The exercise:
List each line of the entries below that contains the word "dark", copying the line in full.

Region labeling entries:
▼▼▼
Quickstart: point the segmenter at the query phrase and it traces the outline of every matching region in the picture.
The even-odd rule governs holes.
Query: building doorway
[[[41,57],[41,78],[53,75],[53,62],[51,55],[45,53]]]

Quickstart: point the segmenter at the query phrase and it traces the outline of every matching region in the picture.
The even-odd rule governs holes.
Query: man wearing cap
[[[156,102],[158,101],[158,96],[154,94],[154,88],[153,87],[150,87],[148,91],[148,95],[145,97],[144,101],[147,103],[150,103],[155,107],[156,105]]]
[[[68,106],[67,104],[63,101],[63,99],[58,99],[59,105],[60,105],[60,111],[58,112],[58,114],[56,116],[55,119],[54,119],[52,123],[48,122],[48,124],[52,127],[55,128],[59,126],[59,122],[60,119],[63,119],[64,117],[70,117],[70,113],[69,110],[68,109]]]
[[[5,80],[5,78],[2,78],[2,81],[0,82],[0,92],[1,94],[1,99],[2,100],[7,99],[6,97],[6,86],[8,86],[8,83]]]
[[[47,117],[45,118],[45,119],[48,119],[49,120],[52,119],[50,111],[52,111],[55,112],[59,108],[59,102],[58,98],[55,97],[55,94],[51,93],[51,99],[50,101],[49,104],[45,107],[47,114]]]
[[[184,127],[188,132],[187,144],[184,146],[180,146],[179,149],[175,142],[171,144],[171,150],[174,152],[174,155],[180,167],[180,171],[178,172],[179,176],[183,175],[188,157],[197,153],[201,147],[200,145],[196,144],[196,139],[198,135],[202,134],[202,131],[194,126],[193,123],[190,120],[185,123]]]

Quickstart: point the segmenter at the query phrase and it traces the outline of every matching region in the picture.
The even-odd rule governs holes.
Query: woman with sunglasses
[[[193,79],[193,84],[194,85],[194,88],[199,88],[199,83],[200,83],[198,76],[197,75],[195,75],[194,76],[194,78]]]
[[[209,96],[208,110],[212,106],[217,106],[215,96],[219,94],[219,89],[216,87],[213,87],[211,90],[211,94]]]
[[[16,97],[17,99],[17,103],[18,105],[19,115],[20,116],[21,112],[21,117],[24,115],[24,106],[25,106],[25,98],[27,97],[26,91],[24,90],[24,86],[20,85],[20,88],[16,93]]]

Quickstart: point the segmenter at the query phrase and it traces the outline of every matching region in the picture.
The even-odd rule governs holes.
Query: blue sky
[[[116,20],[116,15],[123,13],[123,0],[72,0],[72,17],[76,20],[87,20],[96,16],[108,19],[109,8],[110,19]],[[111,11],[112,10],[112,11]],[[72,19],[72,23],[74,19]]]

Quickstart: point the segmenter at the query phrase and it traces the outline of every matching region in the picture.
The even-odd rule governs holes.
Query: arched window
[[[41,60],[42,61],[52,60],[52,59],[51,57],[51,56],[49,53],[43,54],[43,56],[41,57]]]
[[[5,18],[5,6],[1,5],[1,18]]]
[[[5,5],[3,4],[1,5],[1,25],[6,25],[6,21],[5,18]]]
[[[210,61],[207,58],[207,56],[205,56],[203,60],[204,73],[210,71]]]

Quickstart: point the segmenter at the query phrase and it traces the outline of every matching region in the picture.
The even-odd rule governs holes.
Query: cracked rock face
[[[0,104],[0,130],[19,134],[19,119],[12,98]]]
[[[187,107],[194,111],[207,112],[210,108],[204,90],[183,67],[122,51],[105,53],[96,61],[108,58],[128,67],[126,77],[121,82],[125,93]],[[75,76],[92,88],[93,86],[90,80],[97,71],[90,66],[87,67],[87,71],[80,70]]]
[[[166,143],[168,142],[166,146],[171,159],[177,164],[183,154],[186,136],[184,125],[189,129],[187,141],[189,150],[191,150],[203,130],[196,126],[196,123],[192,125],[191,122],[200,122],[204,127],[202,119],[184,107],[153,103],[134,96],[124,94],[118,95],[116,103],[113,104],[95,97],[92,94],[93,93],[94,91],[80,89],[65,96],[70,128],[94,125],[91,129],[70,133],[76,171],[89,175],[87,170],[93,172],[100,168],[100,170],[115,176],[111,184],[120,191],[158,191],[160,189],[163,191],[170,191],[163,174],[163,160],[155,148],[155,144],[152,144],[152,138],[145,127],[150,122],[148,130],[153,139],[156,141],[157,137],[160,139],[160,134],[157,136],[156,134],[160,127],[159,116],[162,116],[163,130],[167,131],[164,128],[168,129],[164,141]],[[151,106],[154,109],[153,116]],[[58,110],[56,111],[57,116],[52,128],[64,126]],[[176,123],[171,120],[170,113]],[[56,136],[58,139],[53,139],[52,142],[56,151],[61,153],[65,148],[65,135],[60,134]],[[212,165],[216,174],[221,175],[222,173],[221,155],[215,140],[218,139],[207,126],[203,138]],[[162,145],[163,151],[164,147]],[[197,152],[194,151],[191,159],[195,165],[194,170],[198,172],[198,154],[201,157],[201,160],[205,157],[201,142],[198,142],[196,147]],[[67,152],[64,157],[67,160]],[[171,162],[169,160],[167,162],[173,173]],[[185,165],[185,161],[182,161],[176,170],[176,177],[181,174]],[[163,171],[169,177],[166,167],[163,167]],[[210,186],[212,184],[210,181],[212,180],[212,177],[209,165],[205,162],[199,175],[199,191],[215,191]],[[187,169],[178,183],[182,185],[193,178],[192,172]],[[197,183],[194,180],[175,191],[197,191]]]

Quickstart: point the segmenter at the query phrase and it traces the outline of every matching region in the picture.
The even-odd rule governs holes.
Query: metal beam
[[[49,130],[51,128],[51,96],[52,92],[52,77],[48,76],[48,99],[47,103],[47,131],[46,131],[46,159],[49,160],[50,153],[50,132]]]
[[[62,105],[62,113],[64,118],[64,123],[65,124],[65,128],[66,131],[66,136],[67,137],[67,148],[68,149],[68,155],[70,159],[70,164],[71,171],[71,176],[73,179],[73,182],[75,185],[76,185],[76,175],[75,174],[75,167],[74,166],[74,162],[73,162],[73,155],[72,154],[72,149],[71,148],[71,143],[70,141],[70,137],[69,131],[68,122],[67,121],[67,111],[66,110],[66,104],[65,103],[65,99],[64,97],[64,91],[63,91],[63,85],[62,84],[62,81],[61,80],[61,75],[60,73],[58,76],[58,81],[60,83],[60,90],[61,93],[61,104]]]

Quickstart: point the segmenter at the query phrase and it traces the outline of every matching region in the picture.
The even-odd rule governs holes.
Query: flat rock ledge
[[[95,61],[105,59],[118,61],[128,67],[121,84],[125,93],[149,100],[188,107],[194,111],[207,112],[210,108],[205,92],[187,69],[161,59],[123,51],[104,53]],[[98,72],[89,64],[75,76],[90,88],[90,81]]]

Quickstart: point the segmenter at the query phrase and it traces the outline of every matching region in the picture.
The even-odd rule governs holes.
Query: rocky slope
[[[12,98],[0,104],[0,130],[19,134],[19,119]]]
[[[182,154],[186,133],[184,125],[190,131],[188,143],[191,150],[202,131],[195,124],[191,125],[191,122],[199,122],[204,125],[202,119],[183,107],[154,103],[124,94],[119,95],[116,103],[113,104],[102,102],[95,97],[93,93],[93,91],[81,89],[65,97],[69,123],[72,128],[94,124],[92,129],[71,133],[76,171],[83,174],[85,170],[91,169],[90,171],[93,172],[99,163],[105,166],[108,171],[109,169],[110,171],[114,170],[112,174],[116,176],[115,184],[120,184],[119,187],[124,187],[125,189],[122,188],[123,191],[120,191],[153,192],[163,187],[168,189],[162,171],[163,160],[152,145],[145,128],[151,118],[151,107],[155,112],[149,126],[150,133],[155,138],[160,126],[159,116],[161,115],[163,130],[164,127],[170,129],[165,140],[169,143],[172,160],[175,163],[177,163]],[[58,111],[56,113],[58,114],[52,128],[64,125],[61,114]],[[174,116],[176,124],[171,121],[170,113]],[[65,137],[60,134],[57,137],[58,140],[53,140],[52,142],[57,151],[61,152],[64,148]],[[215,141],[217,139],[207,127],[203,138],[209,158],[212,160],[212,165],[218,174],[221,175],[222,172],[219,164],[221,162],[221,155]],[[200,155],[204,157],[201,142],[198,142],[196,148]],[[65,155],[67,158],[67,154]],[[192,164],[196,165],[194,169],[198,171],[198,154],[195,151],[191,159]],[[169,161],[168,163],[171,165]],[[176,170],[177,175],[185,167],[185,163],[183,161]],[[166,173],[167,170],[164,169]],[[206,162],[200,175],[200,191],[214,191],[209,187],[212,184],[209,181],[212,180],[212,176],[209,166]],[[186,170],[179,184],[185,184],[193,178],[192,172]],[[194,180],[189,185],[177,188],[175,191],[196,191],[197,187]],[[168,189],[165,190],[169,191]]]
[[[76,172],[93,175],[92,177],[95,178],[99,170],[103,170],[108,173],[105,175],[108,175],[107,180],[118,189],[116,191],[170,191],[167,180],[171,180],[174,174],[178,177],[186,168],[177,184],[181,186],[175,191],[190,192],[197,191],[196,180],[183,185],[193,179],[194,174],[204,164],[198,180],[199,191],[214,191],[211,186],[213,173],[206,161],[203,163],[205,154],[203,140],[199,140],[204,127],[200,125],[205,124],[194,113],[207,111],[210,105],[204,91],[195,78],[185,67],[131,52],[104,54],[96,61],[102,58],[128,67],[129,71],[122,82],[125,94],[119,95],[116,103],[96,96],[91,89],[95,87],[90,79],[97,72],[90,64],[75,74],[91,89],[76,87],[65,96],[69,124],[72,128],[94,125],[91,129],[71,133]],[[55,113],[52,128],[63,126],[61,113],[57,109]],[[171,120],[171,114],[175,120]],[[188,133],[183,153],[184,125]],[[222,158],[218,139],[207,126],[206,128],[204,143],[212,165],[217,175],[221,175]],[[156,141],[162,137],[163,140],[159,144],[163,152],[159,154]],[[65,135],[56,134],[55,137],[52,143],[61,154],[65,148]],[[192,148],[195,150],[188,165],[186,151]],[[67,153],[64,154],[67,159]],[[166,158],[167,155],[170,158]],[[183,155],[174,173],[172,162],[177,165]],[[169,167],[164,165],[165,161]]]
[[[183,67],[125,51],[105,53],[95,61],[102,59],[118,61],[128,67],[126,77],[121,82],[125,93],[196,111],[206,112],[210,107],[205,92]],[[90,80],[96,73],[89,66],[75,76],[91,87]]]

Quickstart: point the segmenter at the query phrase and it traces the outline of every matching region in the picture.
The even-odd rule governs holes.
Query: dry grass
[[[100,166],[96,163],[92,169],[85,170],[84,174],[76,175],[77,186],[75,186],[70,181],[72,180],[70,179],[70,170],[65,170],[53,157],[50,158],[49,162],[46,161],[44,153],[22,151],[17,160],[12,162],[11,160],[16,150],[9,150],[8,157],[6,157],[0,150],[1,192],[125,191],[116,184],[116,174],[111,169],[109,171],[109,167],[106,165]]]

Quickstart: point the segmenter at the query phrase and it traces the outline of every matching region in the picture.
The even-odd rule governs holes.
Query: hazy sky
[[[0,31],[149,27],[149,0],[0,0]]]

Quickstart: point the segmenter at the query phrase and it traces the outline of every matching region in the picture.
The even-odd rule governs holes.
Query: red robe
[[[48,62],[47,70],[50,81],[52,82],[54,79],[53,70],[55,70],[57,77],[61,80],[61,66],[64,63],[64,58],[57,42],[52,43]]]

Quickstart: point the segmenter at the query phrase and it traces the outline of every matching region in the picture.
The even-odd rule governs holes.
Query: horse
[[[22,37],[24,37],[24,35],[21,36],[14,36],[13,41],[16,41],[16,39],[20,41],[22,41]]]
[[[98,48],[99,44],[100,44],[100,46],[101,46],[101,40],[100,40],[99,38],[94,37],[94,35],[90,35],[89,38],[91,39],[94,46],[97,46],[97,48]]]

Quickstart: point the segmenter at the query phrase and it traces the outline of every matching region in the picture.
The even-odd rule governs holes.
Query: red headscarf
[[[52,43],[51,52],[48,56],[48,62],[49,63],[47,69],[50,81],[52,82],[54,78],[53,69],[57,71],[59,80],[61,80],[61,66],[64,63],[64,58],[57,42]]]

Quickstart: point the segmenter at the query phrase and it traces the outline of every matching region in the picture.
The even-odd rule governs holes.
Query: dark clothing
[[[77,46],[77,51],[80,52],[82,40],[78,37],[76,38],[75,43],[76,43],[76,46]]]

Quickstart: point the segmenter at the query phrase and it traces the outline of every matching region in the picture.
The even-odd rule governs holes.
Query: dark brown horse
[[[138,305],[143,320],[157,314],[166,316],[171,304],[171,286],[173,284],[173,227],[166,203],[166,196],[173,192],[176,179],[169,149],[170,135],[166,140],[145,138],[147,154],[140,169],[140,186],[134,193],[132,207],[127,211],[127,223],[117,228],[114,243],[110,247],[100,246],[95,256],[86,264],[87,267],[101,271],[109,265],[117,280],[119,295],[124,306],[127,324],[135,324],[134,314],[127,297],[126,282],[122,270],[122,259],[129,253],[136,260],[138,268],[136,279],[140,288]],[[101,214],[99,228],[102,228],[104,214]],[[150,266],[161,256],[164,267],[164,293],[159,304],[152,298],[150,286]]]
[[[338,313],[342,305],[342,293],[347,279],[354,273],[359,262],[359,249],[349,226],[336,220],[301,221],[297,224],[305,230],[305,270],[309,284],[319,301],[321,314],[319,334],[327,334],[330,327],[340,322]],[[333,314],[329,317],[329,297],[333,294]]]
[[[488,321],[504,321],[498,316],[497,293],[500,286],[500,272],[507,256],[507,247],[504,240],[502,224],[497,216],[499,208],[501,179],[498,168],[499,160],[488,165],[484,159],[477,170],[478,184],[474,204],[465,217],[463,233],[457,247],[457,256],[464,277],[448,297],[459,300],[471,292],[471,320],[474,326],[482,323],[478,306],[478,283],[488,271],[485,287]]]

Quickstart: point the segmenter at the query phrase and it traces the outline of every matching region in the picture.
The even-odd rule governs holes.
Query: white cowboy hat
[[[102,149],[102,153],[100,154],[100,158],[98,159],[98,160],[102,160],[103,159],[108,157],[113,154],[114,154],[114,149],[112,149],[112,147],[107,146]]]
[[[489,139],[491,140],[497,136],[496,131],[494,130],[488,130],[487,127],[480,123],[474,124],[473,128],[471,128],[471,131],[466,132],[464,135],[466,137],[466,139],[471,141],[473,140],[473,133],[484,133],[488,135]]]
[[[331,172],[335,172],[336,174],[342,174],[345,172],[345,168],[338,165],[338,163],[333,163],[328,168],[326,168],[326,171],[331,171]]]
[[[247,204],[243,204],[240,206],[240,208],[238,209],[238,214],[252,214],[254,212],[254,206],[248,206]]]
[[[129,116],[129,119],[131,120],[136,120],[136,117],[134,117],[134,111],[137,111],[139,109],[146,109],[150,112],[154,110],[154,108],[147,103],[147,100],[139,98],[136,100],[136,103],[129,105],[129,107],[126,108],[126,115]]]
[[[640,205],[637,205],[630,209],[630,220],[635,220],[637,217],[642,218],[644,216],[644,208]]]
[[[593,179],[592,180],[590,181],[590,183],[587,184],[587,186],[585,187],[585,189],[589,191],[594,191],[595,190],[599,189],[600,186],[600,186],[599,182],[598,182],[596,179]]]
▲▲▲
Result of this task:
Query: dark clothing
Query: dark brown horse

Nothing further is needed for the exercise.